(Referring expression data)
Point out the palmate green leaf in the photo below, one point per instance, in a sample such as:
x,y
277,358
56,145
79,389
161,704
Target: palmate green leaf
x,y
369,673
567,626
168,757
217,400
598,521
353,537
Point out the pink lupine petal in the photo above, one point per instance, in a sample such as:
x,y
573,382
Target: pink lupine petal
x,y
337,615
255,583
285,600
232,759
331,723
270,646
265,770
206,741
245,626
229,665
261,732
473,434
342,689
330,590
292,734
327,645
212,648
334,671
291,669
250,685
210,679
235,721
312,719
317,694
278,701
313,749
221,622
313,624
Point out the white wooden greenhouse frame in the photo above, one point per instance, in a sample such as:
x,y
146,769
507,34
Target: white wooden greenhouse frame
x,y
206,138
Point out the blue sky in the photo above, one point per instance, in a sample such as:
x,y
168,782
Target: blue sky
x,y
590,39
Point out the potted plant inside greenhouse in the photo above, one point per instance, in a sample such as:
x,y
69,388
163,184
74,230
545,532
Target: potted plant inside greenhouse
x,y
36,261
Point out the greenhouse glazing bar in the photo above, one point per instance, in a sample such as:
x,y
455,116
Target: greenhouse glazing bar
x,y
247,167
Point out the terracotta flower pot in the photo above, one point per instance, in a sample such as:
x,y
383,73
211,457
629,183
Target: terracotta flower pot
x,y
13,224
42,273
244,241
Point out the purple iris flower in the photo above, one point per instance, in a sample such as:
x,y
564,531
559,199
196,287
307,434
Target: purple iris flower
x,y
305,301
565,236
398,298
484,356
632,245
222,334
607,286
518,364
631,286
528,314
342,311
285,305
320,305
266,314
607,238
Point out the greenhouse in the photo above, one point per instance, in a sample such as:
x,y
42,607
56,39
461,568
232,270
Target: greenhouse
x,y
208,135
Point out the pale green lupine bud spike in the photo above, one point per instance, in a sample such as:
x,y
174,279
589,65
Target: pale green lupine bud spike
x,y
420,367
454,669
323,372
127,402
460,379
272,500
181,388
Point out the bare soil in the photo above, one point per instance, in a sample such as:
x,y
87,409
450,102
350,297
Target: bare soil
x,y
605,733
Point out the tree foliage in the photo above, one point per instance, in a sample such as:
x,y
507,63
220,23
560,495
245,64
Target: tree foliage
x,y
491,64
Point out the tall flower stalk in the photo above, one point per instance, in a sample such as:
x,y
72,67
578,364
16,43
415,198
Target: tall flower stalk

Instructions to follow
All the data must be duplicated exactly, with nothing added or removed.

Output
Point out the palmate green leaf in the photo below, one point per instance, in a sample such as:
x,y
277,358
56,145
79,389
161,704
Target: palmate green leaf
x,y
369,673
567,626
168,757
217,400
598,521
353,537
Point out the pink lupine petal in the photo above, one point per instance, in a sample such as:
x,y
573,382
Target: pink lupine petal
x,y
337,615
255,583
285,600
232,759
331,723
270,646
265,770
206,741
245,626
229,665
261,732
473,434
342,689
330,590
292,734
327,645
212,648
334,671
291,669
250,685
210,679
235,721
312,719
317,694
278,701
313,749
221,622
313,624
Point out the white wooden greenhouse frame in the photo above, one point per instance, in a sample such as:
x,y
146,769
507,34
Target: white wooden greenhouse frame
x,y
206,138
Point out the blue sky in the photo above, one point per instance, in a sample such as:
x,y
168,782
Target: blue sky
x,y
590,39
Point out the potted plant inside greenhouse in the photo above, one point per instance, in a sample such as:
x,y
69,388
163,184
74,230
545,532
Target: potted plant inside greenhouse
x,y
36,261
Point out the greenhouse glazing bar in the photo above, one point per instance, in a sample such as:
x,y
455,116
Target: greenhouse glazing bar
x,y
247,167
Point out the terracotta flower pot in the photo above, one point per instance, in a sample such as:
x,y
383,73
211,457
629,183
Target: terracotta flower pot
x,y
13,224
42,273
244,241
Point out the purple iris flower in the photo above, one point per instance, in a sample such as:
x,y
564,531
559,199
196,287
307,434
Target: purple iris flower
x,y
305,301
565,236
398,298
484,356
632,245
222,334
607,286
518,364
631,286
528,314
342,311
285,305
320,305
266,314
607,238
Point out the greenhouse in the photo above, one point per instance, in a sample such as:
x,y
42,607
56,39
461,568
232,270
Target: greenhouse
x,y
208,135
Point out the pale green lupine bud spike in the photo above, one point per instance, in a sample such as:
x,y
174,279
589,65
Target: pale green lupine bud spike
x,y
420,367
454,669
323,372
127,402
460,379
272,500
181,388
Point out the bare soil in the photo above, one point per instance, in a sample such as:
x,y
87,409
450,102
350,297
Target: bare soil
x,y
605,733
Point out the tree foliage in the photo above, one point per instance, in a sample such as:
x,y
507,63
220,23
560,495
245,64
Target: tree foliage
x,y
491,64
Point out the tall flower stalk in the photo above, one point per instance, in a sample such as:
x,y
72,67
578,364
16,43
415,198
Target: tall flower stalk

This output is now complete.